SHORT EXERCISE
Copy the listing below line for line, with no changes.

GIVEN RECORDS
○ ○ ○
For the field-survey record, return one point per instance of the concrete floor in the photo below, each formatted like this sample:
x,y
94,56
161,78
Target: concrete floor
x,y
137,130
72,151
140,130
○ ○ ○
EXERCISE SOLUTION
For the field-survey record, return one point per instance of the concrete floor in the photo below, each formatted like this sample:
x,y
94,56
161,78
Target: concrete floor
x,y
137,130
72,151
140,130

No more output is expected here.